> **Task statement**: A single number is the answer: the count of lines below that contain "railing".
Provided data section start
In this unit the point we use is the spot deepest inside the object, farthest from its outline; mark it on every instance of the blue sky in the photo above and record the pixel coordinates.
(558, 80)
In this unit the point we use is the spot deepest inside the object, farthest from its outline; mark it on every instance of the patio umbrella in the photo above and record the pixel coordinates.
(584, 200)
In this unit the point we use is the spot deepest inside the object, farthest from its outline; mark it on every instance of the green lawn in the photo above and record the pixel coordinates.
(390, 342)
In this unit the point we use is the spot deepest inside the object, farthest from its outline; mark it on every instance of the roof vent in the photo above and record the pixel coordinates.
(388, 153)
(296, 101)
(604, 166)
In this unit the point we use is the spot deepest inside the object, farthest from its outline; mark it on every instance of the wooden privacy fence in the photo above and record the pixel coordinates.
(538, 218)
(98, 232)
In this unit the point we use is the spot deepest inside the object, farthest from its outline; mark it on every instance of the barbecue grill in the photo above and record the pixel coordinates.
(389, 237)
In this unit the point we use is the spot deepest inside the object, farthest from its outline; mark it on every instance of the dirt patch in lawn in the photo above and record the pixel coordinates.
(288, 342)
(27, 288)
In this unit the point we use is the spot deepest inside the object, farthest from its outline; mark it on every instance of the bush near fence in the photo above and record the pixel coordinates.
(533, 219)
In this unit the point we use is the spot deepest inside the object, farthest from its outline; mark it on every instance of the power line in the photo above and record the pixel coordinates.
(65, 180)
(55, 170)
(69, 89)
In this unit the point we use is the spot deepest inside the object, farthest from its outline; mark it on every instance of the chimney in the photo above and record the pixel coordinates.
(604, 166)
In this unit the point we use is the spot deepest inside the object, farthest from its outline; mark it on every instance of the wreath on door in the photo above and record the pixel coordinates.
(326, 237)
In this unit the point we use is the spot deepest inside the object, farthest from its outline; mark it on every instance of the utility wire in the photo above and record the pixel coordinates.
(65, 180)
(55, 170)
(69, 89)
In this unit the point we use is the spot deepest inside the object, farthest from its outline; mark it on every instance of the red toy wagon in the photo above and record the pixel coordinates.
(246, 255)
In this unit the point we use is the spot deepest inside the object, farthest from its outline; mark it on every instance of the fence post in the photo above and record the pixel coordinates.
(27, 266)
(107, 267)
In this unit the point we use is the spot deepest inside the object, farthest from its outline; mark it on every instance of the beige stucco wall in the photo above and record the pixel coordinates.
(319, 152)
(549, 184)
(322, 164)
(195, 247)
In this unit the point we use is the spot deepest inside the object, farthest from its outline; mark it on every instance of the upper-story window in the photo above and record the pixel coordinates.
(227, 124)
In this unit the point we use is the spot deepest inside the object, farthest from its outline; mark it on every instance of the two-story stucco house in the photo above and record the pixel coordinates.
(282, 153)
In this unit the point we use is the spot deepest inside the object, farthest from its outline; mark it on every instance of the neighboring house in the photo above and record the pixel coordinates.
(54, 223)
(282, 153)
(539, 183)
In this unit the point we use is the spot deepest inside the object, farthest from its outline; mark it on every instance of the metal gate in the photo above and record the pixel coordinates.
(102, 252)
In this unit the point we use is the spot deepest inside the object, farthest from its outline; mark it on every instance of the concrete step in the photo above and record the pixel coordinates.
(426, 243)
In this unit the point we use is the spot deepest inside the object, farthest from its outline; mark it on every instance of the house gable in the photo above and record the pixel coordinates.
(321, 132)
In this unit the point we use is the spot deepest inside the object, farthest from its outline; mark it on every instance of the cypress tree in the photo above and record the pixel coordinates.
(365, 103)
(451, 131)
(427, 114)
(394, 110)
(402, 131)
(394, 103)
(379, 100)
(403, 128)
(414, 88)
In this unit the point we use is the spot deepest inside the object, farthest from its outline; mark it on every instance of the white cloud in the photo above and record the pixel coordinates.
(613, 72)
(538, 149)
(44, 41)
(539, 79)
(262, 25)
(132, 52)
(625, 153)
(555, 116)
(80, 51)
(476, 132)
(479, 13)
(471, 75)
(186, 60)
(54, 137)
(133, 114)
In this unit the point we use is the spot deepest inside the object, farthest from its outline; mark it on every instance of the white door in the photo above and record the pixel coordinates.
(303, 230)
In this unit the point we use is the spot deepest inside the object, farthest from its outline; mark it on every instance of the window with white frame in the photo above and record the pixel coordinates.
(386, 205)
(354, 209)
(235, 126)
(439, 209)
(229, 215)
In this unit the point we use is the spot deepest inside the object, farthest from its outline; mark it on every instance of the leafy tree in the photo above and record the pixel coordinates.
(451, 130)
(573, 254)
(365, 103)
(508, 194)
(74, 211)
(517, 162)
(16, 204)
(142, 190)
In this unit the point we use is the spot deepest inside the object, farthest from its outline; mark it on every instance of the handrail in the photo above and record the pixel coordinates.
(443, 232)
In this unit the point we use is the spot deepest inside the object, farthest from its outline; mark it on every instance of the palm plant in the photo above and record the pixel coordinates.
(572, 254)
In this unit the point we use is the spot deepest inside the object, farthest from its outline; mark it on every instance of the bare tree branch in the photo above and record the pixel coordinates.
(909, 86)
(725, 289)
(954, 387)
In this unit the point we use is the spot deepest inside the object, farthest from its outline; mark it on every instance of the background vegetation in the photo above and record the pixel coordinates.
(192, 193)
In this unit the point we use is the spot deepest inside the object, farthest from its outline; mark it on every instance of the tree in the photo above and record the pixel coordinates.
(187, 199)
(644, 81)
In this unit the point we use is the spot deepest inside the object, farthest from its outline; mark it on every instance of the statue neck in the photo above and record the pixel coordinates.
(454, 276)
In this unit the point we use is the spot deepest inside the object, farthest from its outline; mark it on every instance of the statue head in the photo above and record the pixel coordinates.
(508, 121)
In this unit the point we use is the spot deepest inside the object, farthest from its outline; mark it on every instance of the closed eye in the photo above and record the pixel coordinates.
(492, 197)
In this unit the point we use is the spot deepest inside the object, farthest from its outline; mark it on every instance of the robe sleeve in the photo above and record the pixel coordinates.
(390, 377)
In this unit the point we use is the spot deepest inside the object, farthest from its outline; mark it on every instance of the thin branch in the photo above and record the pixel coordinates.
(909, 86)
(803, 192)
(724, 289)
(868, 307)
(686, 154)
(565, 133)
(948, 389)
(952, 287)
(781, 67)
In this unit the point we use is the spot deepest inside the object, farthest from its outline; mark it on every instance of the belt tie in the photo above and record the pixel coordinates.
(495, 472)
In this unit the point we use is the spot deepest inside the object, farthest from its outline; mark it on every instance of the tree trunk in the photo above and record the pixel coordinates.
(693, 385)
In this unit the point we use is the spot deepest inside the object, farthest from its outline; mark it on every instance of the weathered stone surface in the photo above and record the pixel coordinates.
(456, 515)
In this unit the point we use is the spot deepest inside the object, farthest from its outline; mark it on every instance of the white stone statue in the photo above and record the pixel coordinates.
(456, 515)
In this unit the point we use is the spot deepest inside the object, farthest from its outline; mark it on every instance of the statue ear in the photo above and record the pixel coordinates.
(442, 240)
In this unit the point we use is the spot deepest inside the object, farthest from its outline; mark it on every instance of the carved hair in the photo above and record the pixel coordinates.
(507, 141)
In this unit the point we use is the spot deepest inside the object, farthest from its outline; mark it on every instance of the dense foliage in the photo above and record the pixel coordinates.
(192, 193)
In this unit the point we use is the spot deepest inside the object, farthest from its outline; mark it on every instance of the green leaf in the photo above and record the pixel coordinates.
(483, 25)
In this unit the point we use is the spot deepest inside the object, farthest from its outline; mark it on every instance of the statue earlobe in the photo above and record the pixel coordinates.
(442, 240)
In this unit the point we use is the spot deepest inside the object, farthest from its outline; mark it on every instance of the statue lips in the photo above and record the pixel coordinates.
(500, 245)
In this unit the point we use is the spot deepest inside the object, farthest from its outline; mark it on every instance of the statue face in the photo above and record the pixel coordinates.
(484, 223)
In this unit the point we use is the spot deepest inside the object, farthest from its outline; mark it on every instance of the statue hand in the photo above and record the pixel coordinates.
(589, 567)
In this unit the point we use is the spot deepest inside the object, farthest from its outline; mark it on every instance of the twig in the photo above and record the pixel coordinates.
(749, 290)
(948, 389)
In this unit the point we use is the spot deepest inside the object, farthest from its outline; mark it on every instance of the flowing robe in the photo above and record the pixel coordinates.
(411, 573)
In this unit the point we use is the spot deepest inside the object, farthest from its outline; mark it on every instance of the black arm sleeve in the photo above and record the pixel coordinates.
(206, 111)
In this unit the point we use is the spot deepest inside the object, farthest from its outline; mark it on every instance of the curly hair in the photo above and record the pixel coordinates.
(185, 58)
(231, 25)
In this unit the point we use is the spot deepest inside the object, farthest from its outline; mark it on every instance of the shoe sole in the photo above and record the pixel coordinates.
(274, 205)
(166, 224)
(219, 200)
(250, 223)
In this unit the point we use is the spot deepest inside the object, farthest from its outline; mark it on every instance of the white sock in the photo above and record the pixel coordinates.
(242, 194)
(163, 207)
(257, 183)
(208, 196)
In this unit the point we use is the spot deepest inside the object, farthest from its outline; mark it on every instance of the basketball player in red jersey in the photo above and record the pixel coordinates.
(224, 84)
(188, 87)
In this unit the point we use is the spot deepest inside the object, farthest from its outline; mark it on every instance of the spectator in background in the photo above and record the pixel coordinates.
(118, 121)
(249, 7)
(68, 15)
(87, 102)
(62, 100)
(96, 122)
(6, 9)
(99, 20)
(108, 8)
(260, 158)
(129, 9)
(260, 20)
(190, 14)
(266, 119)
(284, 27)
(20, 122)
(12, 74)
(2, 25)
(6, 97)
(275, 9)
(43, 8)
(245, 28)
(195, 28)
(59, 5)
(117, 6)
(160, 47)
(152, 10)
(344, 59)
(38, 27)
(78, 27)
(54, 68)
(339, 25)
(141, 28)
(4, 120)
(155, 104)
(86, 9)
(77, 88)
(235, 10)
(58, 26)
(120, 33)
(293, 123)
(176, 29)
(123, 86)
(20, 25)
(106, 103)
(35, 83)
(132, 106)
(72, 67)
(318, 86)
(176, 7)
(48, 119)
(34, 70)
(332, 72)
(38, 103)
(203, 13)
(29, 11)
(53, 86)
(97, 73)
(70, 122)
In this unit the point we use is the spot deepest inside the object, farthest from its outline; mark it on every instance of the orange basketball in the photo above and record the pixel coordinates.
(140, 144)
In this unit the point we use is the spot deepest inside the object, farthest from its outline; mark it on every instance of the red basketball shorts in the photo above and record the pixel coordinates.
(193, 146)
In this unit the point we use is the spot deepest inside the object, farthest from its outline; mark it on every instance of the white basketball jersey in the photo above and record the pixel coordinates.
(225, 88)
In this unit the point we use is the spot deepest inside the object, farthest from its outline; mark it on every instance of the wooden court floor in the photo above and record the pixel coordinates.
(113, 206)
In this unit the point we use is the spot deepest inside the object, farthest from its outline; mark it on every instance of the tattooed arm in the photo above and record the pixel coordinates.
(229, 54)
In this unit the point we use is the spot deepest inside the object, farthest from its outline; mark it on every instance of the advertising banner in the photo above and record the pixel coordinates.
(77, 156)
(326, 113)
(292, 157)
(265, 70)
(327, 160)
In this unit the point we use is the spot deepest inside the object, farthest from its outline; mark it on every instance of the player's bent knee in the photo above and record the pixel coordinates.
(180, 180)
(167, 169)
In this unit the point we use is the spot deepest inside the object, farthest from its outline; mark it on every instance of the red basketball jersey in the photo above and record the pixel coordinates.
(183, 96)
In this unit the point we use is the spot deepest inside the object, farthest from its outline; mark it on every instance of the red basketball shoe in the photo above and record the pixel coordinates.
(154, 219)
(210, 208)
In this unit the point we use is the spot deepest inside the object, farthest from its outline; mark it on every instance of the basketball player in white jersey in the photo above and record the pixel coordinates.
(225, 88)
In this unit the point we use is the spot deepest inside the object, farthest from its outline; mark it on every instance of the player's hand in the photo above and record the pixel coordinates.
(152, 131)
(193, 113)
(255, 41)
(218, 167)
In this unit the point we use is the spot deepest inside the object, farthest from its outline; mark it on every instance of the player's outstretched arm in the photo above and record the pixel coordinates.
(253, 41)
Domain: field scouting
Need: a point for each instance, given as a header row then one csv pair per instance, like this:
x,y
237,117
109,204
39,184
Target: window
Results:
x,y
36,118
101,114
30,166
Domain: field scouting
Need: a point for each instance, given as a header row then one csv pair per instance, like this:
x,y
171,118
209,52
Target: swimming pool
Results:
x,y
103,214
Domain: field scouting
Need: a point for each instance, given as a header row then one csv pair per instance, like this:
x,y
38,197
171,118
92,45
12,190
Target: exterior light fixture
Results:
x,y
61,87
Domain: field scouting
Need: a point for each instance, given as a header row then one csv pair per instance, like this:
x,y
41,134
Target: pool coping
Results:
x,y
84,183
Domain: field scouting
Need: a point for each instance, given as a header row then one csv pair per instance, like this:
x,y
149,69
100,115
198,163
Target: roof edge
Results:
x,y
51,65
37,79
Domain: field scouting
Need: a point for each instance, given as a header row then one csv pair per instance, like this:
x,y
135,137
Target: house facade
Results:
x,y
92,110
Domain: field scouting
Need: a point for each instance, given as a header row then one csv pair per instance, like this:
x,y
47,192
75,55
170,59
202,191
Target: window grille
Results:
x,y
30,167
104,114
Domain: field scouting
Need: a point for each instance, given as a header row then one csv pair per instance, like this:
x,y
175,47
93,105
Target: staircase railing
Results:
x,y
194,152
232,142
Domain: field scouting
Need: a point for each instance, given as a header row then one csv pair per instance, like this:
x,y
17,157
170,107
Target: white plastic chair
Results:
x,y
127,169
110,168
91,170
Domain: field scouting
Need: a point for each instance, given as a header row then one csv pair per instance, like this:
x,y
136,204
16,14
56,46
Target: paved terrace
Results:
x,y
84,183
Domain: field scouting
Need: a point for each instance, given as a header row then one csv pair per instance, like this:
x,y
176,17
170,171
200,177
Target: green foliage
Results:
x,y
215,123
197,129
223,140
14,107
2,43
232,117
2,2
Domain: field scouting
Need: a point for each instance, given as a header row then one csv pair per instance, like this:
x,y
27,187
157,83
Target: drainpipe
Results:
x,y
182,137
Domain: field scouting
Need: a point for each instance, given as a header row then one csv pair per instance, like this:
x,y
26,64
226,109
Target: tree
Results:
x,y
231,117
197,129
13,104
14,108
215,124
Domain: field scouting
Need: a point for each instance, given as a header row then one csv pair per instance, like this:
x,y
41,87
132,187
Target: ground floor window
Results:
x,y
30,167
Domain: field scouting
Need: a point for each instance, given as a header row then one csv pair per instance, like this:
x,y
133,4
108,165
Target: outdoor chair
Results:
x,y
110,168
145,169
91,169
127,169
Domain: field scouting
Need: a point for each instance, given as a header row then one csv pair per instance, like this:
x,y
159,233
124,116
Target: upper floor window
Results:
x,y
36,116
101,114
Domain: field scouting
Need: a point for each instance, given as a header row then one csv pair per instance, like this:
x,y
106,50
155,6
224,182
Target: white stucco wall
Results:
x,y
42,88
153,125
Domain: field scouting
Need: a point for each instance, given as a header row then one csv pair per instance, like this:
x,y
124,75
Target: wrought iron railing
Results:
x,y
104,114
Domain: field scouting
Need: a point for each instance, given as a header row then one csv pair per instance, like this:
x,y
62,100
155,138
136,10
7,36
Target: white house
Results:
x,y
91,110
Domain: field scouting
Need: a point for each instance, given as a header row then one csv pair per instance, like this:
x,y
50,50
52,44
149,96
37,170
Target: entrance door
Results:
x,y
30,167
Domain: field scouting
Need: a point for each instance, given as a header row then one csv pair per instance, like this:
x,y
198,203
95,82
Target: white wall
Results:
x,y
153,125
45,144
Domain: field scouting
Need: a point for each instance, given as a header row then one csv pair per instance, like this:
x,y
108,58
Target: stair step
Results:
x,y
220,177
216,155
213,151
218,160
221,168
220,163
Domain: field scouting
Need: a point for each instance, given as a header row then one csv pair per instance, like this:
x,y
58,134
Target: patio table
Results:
Provided data section end
> **Written solution**: 2